[Start]

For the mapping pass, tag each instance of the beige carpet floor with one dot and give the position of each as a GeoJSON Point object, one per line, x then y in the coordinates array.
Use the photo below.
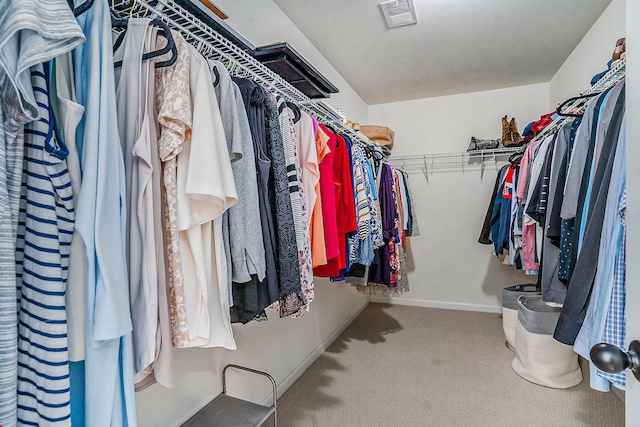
{"type": "Point", "coordinates": [409, 366]}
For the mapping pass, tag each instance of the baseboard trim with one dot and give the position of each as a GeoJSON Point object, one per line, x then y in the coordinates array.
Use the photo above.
{"type": "Point", "coordinates": [313, 356]}
{"type": "Point", "coordinates": [437, 304]}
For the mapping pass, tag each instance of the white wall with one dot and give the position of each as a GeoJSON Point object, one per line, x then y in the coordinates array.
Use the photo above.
{"type": "Point", "coordinates": [447, 267]}
{"type": "Point", "coordinates": [590, 56]}
{"type": "Point", "coordinates": [263, 22]}
{"type": "Point", "coordinates": [282, 347]}
{"type": "Point", "coordinates": [285, 348]}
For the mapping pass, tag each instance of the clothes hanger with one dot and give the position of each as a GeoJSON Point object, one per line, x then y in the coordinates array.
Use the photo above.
{"type": "Point", "coordinates": [295, 109]}
{"type": "Point", "coordinates": [560, 108]}
{"type": "Point", "coordinates": [77, 11]}
{"type": "Point", "coordinates": [165, 31]}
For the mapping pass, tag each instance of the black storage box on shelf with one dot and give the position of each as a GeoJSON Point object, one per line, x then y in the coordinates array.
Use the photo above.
{"type": "Point", "coordinates": [282, 59]}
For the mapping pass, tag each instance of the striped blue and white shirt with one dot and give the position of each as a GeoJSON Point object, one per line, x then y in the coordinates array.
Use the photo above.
{"type": "Point", "coordinates": [44, 239]}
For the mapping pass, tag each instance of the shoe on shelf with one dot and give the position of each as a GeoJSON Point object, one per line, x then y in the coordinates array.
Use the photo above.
{"type": "Point", "coordinates": [515, 135]}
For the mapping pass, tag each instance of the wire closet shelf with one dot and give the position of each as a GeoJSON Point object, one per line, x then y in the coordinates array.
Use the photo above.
{"type": "Point", "coordinates": [239, 63]}
{"type": "Point", "coordinates": [477, 159]}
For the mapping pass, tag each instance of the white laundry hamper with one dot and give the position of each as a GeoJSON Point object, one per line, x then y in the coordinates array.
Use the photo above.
{"type": "Point", "coordinates": [541, 359]}
{"type": "Point", "coordinates": [510, 297]}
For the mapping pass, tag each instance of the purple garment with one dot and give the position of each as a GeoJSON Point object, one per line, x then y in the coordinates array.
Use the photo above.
{"type": "Point", "coordinates": [380, 270]}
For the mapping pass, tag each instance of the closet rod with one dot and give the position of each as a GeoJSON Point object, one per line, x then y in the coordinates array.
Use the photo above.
{"type": "Point", "coordinates": [425, 162]}
{"type": "Point", "coordinates": [464, 160]}
{"type": "Point", "coordinates": [239, 63]}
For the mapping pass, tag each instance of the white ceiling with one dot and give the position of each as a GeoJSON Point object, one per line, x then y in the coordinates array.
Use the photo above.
{"type": "Point", "coordinates": [457, 46]}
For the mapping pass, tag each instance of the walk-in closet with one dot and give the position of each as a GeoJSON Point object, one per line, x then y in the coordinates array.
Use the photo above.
{"type": "Point", "coordinates": [319, 213]}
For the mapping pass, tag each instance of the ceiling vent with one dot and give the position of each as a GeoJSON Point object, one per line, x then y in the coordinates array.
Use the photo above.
{"type": "Point", "coordinates": [399, 13]}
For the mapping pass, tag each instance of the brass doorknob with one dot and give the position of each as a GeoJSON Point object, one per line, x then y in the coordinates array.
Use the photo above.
{"type": "Point", "coordinates": [611, 359]}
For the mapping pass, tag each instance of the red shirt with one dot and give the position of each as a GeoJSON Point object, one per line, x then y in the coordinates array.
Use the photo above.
{"type": "Point", "coordinates": [344, 213]}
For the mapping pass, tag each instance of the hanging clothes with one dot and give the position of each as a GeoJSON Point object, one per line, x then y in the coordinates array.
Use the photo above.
{"type": "Point", "coordinates": [318, 244]}
{"type": "Point", "coordinates": [298, 201]}
{"type": "Point", "coordinates": [69, 113]}
{"type": "Point", "coordinates": [340, 195]}
{"type": "Point", "coordinates": [31, 33]}
{"type": "Point", "coordinates": [133, 126]}
{"type": "Point", "coordinates": [44, 243]}
{"type": "Point", "coordinates": [579, 289]}
{"type": "Point", "coordinates": [108, 393]}
{"type": "Point", "coordinates": [173, 103]}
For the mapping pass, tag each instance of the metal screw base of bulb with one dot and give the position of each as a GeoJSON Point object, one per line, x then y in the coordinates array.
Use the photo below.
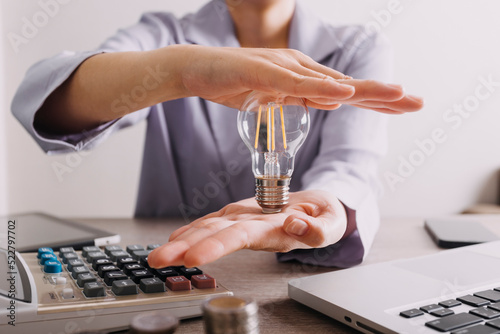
{"type": "Point", "coordinates": [272, 193]}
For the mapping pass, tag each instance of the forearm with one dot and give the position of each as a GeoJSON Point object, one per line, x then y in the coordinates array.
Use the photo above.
{"type": "Point", "coordinates": [110, 85]}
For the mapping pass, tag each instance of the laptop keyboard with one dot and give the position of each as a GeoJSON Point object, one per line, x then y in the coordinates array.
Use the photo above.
{"type": "Point", "coordinates": [484, 318]}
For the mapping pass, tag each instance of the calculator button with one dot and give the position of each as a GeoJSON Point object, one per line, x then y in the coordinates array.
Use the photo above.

[End]

→ Exercise brief:
Rewrite all the records above, swapping "mapping pass" for "labeling pass" everywhere it occurs and leaving everything else unchanged. Omit the pictures from your answer.

→ Task output:
For the labeling pass, tag each instance of the beige carpet floor with one dot and give the position of each as a GeoJSON Point object, one per line, x then y in the coordinates array.
Use the photo below.
{"type": "Point", "coordinates": [409, 366]}
For the labeling pass, tag each instance of the baseboard trim with one dot and give the position of each as a GeoJSON Point object, one per line, x then y in the coordinates array.
Use the photo above.
{"type": "Point", "coordinates": [313, 356]}
{"type": "Point", "coordinates": [437, 304]}
For the labeling pass, tag each instance of the white wall with one dot and give the position of each as a GeoJSON Point object, one per line, x then y in the coordinates array.
Use the photo above.
{"type": "Point", "coordinates": [447, 267]}
{"type": "Point", "coordinates": [590, 56]}
{"type": "Point", "coordinates": [263, 22]}
{"type": "Point", "coordinates": [282, 347]}
{"type": "Point", "coordinates": [285, 348]}
For the labeling pass, tag each instance of the clothes hanger with one dot and give the position of each as a GeoJSON Point object, one per line, x then y in the coordinates array.
Use the photo above.
{"type": "Point", "coordinates": [295, 109]}
{"type": "Point", "coordinates": [560, 108]}
{"type": "Point", "coordinates": [77, 11]}
{"type": "Point", "coordinates": [165, 31]}
For the labeling pass, tag each instance of the black storage box on shelf with one dot and give the position of each as a GeoJSON Point object, one per line, x then y in the coordinates array.
Use the photo above.
{"type": "Point", "coordinates": [282, 59]}
For the labeling pass, tag each instance of the striped blue and white shirt with one dot and give the position of each as a GeoJSON Point object, one per line, x then y in the coordinates array.
Use the photo above.
{"type": "Point", "coordinates": [44, 239]}
For the labeling pass, tag each instance of the shoe on shelf with one dot and give the position of each as a GeoJSON Point object, one per line, x then y in the coordinates array.
Use the photo above.
{"type": "Point", "coordinates": [515, 135]}
For the labeling pass, tag each instance of the wire closet shelf with one dot and give the position of each as a GeoJSON Point object, one per line, x then y in the coordinates array.
Use the photo above.
{"type": "Point", "coordinates": [239, 63]}
{"type": "Point", "coordinates": [477, 159]}
For the labeling pass, tag each instance of the white laundry hamper with one dot and give the position of each as a GeoJSON Point object, one per line, x then y in the coordinates array.
Use the photo above.
{"type": "Point", "coordinates": [541, 359]}
{"type": "Point", "coordinates": [510, 297]}
For the labeling pass, tag each instance of the purple garment with one dot and give the position of each as a GeoJSON Point object, one per line, x then y in the coordinates array.
Use the photo above.
{"type": "Point", "coordinates": [380, 270]}
For the labeling pass, tag each instance of the closet rod with one dot and give the position of each as a GeoJSON Point object, one per line, x then y in the coordinates array.
Use the photo above.
{"type": "Point", "coordinates": [425, 162]}
{"type": "Point", "coordinates": [464, 160]}
{"type": "Point", "coordinates": [239, 63]}
For the labeling pass, tag each instance of the white ceiling with one dot and give the position of each as a GeoJSON Point object, one per line, x then y in the coordinates array.
Use the photo above.
{"type": "Point", "coordinates": [457, 46]}
For the labeling pass, tag each instance of the walk-in closet with one dot and give the position of each as a GeoJSON Point object, one per line, x then y in the coordinates array.
Use the photo above.
{"type": "Point", "coordinates": [319, 213]}
For the labeling pass, tag each instance of the ceiling vent with one dot and give the position of each as a GeoJSON Point object, one per line, x then y in the coordinates array.
Use the photo above.
{"type": "Point", "coordinates": [399, 13]}
For the labeling pass, tag each instance of the brass doorknob with one dot and give the position of each as a GeoJSON Point object, one per line, x then y in the coordinates array.
Use the photo above.
{"type": "Point", "coordinates": [611, 359]}
For the labeling pass, tag each instance of the red shirt with one dot and give the position of each as a GeoJSON Point object, one per line, x then y in the coordinates array.
Use the photo above.
{"type": "Point", "coordinates": [344, 213]}
For the labeling pass, tag each instance of the hanging clothes with one dot and give the position of each as a GeoJSON Point object, one per line, x then y in the coordinates array.
Use the photo above.
{"type": "Point", "coordinates": [318, 244]}
{"type": "Point", "coordinates": [298, 201]}
{"type": "Point", "coordinates": [69, 113]}
{"type": "Point", "coordinates": [340, 195]}
{"type": "Point", "coordinates": [31, 33]}
{"type": "Point", "coordinates": [133, 126]}
{"type": "Point", "coordinates": [44, 243]}
{"type": "Point", "coordinates": [579, 289]}
{"type": "Point", "coordinates": [108, 393]}
{"type": "Point", "coordinates": [173, 103]}
For the labeling pass, tag each instance of the metal screw base of bulb with one dot and give the position of each as a GeoJSON Point object, one per line, x then y in the coordinates array.
Use the photo below.
{"type": "Point", "coordinates": [272, 193]}
For the labeling pass, tag each instance of the forearm with one dot and give the position of each as a GeoJSON Point object, one per line, x then y in the coordinates array.
Use the photo above.
{"type": "Point", "coordinates": [110, 85]}
For the labeling pass, tag each instance of the laptop keyboard with one dot and give the position of each as a GeoJSON Point object, one per line, x then y in the coordinates array.
Use the photo above.
{"type": "Point", "coordinates": [484, 318]}
For the labeling pass, tag each instance of the calculator button with one dot and give the position of each as a GeoJSON Point object, one per line, x then y in the coordinates array.
Use the photo above.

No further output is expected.